======== Exercise material ========

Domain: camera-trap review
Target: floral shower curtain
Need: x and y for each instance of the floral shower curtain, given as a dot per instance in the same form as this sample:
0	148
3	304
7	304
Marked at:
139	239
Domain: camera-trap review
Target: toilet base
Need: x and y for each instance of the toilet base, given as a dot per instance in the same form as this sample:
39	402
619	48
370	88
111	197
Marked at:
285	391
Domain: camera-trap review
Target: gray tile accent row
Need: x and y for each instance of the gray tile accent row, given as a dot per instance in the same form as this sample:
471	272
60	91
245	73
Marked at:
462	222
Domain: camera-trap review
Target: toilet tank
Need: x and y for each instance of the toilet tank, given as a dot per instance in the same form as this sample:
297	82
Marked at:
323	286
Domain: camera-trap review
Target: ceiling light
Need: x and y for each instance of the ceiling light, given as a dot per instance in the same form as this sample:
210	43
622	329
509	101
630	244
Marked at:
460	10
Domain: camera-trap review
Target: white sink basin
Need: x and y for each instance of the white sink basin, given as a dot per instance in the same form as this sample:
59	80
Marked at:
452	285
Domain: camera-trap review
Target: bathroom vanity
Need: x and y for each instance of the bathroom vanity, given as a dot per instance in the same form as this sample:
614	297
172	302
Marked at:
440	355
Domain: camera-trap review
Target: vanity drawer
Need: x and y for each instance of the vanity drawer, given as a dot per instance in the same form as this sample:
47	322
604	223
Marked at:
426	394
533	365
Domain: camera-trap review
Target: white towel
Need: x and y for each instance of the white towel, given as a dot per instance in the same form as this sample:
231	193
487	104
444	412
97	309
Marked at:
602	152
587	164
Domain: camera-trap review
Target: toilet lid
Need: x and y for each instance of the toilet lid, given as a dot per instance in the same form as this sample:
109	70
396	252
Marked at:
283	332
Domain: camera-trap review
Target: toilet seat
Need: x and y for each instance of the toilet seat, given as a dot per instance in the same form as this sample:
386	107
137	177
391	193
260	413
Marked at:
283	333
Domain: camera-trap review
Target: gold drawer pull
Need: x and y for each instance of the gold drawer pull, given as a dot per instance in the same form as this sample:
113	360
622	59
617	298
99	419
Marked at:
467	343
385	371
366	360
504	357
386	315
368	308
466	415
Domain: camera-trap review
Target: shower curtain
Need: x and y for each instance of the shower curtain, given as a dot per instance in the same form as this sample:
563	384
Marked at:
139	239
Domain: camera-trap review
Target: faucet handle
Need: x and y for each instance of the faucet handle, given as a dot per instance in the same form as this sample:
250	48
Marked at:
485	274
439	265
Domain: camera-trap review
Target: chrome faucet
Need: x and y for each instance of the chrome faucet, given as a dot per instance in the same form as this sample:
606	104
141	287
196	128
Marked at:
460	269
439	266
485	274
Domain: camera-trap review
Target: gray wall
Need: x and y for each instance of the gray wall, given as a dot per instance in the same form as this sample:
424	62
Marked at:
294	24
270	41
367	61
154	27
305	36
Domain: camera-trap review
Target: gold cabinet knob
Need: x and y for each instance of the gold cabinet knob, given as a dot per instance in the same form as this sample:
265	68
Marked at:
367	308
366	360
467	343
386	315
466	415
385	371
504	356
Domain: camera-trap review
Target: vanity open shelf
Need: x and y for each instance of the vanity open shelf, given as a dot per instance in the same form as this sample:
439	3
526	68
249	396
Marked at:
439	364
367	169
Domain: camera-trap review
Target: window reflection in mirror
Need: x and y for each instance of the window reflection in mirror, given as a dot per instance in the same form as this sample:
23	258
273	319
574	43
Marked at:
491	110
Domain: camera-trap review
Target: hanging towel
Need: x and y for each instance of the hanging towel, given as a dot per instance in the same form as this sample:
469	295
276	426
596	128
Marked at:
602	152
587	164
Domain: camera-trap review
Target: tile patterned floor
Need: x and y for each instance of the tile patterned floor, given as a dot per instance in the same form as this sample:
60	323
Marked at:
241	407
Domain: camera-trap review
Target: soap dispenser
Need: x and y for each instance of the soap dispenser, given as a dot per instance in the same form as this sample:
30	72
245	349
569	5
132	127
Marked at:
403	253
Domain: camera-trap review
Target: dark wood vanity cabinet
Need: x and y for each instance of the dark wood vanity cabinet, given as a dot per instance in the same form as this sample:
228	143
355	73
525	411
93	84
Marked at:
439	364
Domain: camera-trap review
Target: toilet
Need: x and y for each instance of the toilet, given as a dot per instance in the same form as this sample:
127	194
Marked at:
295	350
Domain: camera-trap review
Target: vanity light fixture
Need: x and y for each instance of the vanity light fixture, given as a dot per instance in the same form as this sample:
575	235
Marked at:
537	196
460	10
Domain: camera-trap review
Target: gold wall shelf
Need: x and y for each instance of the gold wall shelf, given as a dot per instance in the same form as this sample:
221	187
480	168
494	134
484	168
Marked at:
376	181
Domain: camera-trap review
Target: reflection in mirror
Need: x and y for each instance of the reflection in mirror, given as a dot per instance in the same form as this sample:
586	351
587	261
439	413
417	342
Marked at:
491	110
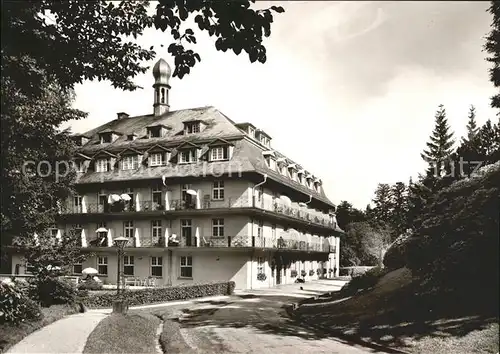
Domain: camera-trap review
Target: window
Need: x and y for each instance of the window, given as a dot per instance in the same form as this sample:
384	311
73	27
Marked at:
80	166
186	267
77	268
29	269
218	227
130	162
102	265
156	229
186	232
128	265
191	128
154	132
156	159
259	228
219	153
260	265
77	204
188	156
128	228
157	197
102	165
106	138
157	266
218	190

========

• [Written task]:
Print out the material word for word, omitting the pictures.

• [Problem solution]:
Domain: camera-trap review
Target: floral shower curtain
Need: x and y for each instance of the floral shower curtain, given as a dot per instance in the same form as this sample:
0	148
3	304
7	304
Marked at:
139	239
Domain: camera-trap review
Target: toilet base
Need: x and y for each instance of the toilet base, given as a dot per instance in the same form as this sample:
39	402
619	48
370	88
111	197
Marked at:
285	391
Domain: camera-trap review
Target: gray tile accent row
Need: x and y for each instance of the gray tile accent row, given as a dot per instance in the same form as this sample:
471	272
60	91
245	73
Marked at:
462	222
Domain: camera-trap review
Target: toilet tank
Need: x and y for each instance of the toilet tank, given as a dot per instance in the same form as this sample:
297	82
Marked at:
323	286
Domain: camera-trap review
Target: ceiling light
Need: x and y for each instance of the ceiling light, given as a dot per instance in the same form as this sample:
210	43
622	329
509	101
630	244
Marked at:
460	10
Domain: camera-trap review
Target: white sink basin
Need: x and y for each instance of the white sink basin, given as a dot per instance in the same form as this sample:
59	80
Marked at:
452	285
Domain: camera-trap review
Target: bathroom vanity
Need: x and y for each instance of the bathroom vanity, given as a dot per instance in the same form as this sample:
614	297
172	302
Marked at:
440	355
Domain: camera-trap review
Target: vanity drawer
Need: x and y for each instance of the vanity drawer, given as a dot per instance in the same form as this sample:
47	322
604	223
Marked at:
426	394
533	365
Domain: camera-trap review
Target: white towel
Need: x and y for each instance of the white towel, given as a dot per instance in the same form as this sample:
231	193
487	104
444	412
97	309
Marked at:
602	152
587	164
Domain: camera-trap review
Target: toilet lid
Need: x and y for each instance of the toilet lid, given as a dot per instance in the same form as this sample:
109	70
396	252
Marked at:
283	332
Domain: camera-trap review
Target: toilet seat
Need: x and y for each instance of the toilet seat, given as a dot per instance in the same form as this sample:
386	107
137	177
391	193
260	413
Marked at:
283	333
Domain: camera-trap review
Target: gold drawer pull
Need: x and y for each instance of the gold drawer pull, given as a dot per instance in the same form as this sample:
113	360
622	59
617	298
99	419
Marked at:
467	343
385	371
366	360
504	357
386	315
368	308
466	415
Domain: camera-trap review
Target: shower curtain
Need: x and y for each instance of the shower curtain, given as a dot per instance in the same form as this sample:
563	384
Marked at:
139	239
Domain: camera-trap review
Target: faucet handle
Need: x and y for each instance of the faucet handle, given as a dot per instance in the same form as this sample:
250	48
Marked at:
485	274
439	265
Domain: camera-trap review
Target: chrome faucet
Need: x and y for each instance of the chrome faucet, given as a dot per instance in the same form as this sample:
606	104
141	287
196	128
Marked at:
460	269
439	266
485	274
Domain: camera-trap review
Target: gray wall
Need: x and y for each instance of the gray wall, given as a dot per instance in the same form as this sample:
424	62
Marked at:
294	24
270	41
367	61
154	27
305	36
Domain: camera-trap review
Target: gold cabinet knob
Need: x and y for each instance of the gold cabinet knob, given as a dot per instance in the same form as this sample:
265	68
Marked at:
367	308
366	360
467	343
386	315
466	415
385	371
504	356
Domain: camera-trap review
Target: vanity open shelf
Need: x and y for each instance of the vanity open shelf, given as a dot per instance in the same form as this sample:
439	3
526	68
249	396
Marked at:
439	364
367	169
Domain: camera-trap review
Target: window reflection in mirror
Need: x and y for each instance of the window reflection in mirror, given as a dot per instance in the same form as this sample:
23	258
273	319
574	43
Marked at:
491	110
Domain: camera-trap review
Target: hanging towel
Need: x and y for each instance of the hanging towel, given as a dot per instance in the same form as this sample:
469	295
276	426
596	128
Marked at:
602	152
587	164
Domain: camera-trap review
Target: tile patterned floor
Need: x and y for each instance of the tile patterned floor, given as a dot per instance in the same form as this sample:
60	323
Marked at:
241	407
Domain: camera-trap review
Target: soap dispenser
Need: x and y for each instance of the soap dispenser, given as a dot per instance in the same form as this sample:
30	72
245	349
569	5
132	127
Marked at:
403	253
Domain: camera-trap review
Target: dark wood vanity cabinet
Need: x and y for each instance of the dark wood vanity cabinet, given as a dot per instance in the same form as this sample:
228	143
355	73
525	411
93	84
Marked at:
439	364
Domain: camera-trap review
Target: toilet
Need: x and y for each instance of the toilet, given as a dot per instance in the same form as this sample:
127	194
Marked at:
295	350
Domain: camera-trap review
Target: vanity light fixture
Need: x and y for each instance of the vanity light fixture, given as a dot per instance in the same form as this sample:
575	235
Marked at:
537	196
460	10
Domain: camera-trap review
Target: gold wall shelf
Need: x and y for each instance of the gold wall shelf, given as a dot per instance in the same form as this sample:
221	187
480	168
494	134
484	168
Marked at:
376	181
Domain: camera-trap review
Target: reflection in mirror
Need: x and y for each instance of the reflection in mirror, given as a dot per instance in the same form as this sample:
586	351
587	261
439	413
417	342
Marked at:
491	110
Domain: camera-trap review
Target: window
Need: x and y for each instance of the window, given as a dot per instance in the same form as this sample:
384	311
73	27
Marked at:
80	166
186	267
77	268
29	269
218	227
130	162
102	265
156	229
186	232
128	265
191	128
154	132
156	159
259	228
219	153
260	265
77	204
188	156
128	228
157	197
102	165
106	138
157	266
218	190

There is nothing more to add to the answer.